■ GIVEN PASSAGE ■
*** Block opens ***

Temperate Asia has vast areas of grazing lands, which, as well as being important environmentally, provide livelihoods for herders. Both transhumant and agropastoral systems are common and involve both full-time nomads and settled farmers who take their stock to summer pastures. While some of these systems have been studied previously in detail, there is a general lack of knowledge, particularly of many of the transhumant systems. Since the mid-1990s, FAO has been supporting the production of a series of case studies, mostly on transhumant systems, which have generated a series of reports. The quality and interest of these reports are such that they merit a wider readership, so they have been brought together in book form.

Some definitions are in order:

Two main zones and a subzone can be distinguished in the study area:

Thus there are two main parts. The most northerly is the cold, semi-arid zone embracing part of the Eurasian steppe, that great arc of grazing land which runs from Manchuria to the eastern boundaries of Hungary. It is bounded on its north by the taiga (the swampy coniferous forest of high northern latitudes) and the cold mountain masses of the Qinghai-Tibet Plateau, Pamir, Tien Shan and Kunlun. There are, of course, transhumant grazing systems north of the taiga, based mainly on reindeer, and indeed their southern tip is in Mongolia, but these are not dealt with here.

The other great area of transhumant herding is in the mountain masses of the Himalaya-Hindu Kush region (referred to hereafter as Himalaya for brevity), where the temperate zone is defined by altitude and the winter end of many transhumance systems is in the subtropical foothills or plains. The area is bounded to the south by the limit of subtropical vegetation; the altitude of this decreases progressively from our most southerly country, Bhutan, along the northwesterly progression of the Himalaya. In Nepal, the limit of temperate vegetation - the “mountain region” in contrast to the tropical and subtropical “hills” - is about 2 000 m; by the time the Indus is reached, the oak and olive forests are down below 1 000 m. The latitude range is from a little over 50°N in northern Mongolia to about 27°N in Nepal and Bhutan.

The cold semi-arid zone includes Mongolia, north China, the Tibet-Qinghai Plateau, Buryatia, Kyrgyzstan and Kazakhstan. There winter shelter is a necessary grazing resource and a major survival strategy is to have the herd fat enough in autumn to survive through winter and spring. In much of this area, grazing lands are either steppe or at least much less precipitous than those of the Himalayan zone, and horses are used for herding as well as being kept for meat and milk. Mixed herds are the rule, involving large and small ruminants, horses and often camels. Herders have little interaction with crop producers since there is little farming and crops are limited to favoured, often irrigated, sites. Winter camps are in relatively cold areas and do not usually have access to alternative sources of employment or sources of bought fodder. Herders’ diets are very much based on animal products, meat as well as dairy produce, and cereals are a very minor food in most of the herding area.

*** Block closes ***

■ RECORDS ■
*** Block opens ***

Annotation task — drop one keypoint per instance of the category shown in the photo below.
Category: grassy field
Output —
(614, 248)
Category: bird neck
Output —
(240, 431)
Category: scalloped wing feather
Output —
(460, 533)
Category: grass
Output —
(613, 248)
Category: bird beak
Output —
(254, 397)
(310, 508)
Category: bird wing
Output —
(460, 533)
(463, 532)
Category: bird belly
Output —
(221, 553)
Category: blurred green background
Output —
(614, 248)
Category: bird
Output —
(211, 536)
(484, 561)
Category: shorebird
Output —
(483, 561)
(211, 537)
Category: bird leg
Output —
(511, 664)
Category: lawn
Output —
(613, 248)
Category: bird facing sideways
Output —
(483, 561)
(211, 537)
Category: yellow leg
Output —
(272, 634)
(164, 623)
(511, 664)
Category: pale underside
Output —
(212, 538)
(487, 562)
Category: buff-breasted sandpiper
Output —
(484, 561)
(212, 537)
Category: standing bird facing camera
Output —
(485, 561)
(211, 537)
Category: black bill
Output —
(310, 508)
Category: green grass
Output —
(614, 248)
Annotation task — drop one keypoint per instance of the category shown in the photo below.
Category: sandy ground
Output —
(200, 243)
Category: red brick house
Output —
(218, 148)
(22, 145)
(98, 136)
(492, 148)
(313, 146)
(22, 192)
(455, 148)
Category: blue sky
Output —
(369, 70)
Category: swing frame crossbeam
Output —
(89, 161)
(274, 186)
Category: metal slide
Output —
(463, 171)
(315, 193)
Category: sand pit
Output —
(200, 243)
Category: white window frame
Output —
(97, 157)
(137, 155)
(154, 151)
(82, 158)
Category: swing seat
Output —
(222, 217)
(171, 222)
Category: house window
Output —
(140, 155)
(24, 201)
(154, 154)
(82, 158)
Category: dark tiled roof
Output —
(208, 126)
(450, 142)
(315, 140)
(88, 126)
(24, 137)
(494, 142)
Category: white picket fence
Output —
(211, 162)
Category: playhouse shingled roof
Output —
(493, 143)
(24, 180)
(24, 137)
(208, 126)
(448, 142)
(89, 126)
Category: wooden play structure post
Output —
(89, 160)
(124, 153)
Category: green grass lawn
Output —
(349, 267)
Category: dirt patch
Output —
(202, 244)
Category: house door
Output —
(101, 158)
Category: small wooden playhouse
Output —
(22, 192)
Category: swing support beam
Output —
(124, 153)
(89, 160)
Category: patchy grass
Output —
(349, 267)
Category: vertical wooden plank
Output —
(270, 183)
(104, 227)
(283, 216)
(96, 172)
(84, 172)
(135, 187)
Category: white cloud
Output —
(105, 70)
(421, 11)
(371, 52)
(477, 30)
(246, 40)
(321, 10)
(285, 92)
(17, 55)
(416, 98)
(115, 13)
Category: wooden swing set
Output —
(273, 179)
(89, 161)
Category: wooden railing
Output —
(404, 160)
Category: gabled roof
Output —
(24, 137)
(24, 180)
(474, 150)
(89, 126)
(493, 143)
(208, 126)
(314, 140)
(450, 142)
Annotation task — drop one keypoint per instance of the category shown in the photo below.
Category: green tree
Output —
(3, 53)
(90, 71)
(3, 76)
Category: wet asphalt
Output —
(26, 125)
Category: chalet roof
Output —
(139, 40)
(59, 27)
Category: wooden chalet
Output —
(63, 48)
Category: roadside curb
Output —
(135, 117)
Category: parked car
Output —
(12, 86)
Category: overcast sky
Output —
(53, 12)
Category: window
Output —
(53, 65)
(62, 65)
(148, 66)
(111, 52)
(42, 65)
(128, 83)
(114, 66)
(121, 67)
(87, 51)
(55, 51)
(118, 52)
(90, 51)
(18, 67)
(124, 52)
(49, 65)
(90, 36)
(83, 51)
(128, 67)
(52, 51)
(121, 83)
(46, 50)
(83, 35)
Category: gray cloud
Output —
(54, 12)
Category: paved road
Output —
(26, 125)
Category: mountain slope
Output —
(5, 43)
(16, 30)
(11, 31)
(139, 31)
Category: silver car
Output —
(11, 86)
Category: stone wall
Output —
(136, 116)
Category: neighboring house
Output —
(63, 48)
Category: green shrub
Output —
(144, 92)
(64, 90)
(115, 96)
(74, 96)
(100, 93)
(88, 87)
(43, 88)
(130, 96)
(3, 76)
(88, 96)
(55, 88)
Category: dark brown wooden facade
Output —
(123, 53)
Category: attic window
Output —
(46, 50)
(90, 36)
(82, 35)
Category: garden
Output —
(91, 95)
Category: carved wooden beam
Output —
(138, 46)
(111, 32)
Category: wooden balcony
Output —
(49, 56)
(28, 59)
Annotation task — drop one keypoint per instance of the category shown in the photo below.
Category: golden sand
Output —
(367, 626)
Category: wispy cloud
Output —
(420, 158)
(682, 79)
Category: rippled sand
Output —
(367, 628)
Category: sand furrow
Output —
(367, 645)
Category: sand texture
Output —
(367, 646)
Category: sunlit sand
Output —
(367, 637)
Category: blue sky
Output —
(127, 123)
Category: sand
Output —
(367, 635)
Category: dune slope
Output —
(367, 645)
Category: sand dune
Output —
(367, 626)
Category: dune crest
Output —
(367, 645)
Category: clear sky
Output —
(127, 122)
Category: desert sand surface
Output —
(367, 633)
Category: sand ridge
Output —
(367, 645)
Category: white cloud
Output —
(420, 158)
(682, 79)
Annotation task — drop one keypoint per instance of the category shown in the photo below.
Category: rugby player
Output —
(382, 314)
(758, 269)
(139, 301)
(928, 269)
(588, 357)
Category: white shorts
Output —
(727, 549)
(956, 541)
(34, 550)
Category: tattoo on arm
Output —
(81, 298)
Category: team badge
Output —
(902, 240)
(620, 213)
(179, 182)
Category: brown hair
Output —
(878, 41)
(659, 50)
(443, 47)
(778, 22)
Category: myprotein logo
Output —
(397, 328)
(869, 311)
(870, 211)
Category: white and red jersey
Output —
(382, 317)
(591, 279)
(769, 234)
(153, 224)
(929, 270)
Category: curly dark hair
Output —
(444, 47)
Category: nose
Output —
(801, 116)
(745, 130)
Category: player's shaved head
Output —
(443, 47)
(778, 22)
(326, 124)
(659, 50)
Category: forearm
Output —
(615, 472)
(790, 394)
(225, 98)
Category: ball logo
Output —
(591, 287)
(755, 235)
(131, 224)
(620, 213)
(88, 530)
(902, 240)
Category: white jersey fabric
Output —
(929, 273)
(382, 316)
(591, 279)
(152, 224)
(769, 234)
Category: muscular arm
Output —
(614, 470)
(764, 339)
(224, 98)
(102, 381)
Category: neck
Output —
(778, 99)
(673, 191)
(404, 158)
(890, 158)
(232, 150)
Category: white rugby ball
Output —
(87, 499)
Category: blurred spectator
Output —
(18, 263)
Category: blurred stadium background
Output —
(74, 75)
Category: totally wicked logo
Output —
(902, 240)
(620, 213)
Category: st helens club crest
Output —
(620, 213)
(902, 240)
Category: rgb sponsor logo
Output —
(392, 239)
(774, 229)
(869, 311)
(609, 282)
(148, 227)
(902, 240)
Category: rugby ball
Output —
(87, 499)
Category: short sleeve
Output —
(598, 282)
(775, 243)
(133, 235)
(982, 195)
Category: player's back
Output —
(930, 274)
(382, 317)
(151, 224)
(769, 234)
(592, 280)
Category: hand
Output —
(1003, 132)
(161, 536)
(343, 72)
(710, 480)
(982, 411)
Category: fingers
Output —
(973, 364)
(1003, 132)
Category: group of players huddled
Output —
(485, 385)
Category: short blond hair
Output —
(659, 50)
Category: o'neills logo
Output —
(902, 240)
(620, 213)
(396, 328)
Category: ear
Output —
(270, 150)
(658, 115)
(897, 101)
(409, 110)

*** Block closes ***

■ WORK TO BE COMPLETED ■
Carry on the passage about transhumant grazing systems in temperate Asia, starting right after its last sentence.

■ RESPONSE TO THIS TASK ■
In the Himalayan zone, transhumance patterns are vertical, going up to mountain pastures in summer and descending to relatively warm areas in the foothills, plains or desert fringe in winter. This travel pattern, as well as following feed availability, avoids both the great summer heat of the lowlands and the winter cold. The transition routes and summer pastures are often very steep, if not precipitous. Winter grazing is often close to arable and urban areas that provide sources of seasonal employment, the possibility to buy fodder and access to markets.

Throughout the Himalayan area there is considerable interaction between herders and settled farmers. Herds have to traverse settled areas during their migrations, and meet local stock on the summer pastures. Crop residues and stubble grazing are part of the winter feed and are paid for in cash or kind; cereals and sometimes fodder are purchased in winter. Horses are relatively unimportant, although ponies may be used for transport. Herds are usually much less mixed than in northern areas, and groups usually specialize in types of stock. The western Himalaya and the Hindu Kush are generally areas of low precipitation, and small stock form the major part of transhumant flocks, although Gujars take cattle and buffalo to mountain pastures in Pakistan and western India. In the much wetter eastern Himalaya, large ruminants predominate. Herders’ diets are generally based on cereals, purchased with the proceeds of livestock sales, and on dairy products.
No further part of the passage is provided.